**Aim of the task:** Your task is to copy each line of the records that includes the string "flower".

**Dataset extract:**
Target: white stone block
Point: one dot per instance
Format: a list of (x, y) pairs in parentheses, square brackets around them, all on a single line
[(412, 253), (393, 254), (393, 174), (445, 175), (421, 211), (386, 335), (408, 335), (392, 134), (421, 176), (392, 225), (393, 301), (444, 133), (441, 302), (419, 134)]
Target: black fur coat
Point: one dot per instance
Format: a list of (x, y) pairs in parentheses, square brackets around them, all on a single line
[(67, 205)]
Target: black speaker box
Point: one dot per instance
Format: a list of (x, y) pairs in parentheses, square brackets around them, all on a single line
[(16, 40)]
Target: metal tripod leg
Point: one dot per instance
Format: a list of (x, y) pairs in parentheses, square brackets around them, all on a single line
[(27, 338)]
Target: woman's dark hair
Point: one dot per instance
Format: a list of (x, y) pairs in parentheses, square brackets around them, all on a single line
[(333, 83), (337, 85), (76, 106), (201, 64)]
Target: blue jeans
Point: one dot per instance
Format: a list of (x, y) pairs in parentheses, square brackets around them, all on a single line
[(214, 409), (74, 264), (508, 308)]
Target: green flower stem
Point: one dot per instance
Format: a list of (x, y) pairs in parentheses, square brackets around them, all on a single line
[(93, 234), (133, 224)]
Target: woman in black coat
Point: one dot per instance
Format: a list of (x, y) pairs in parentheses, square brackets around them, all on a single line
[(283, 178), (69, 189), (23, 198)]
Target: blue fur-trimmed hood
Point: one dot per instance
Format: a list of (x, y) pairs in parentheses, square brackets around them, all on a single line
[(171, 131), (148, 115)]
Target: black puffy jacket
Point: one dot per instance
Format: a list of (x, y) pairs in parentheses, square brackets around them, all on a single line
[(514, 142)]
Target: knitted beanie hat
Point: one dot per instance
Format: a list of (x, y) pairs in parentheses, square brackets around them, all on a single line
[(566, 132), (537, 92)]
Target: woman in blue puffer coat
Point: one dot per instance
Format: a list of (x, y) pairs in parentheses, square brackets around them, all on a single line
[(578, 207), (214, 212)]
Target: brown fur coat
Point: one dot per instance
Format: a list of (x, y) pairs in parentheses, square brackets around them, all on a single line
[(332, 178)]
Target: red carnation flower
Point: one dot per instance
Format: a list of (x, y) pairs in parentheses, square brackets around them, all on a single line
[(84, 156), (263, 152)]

**Answer box:**
Target: green flower stem
Target: red carnation flower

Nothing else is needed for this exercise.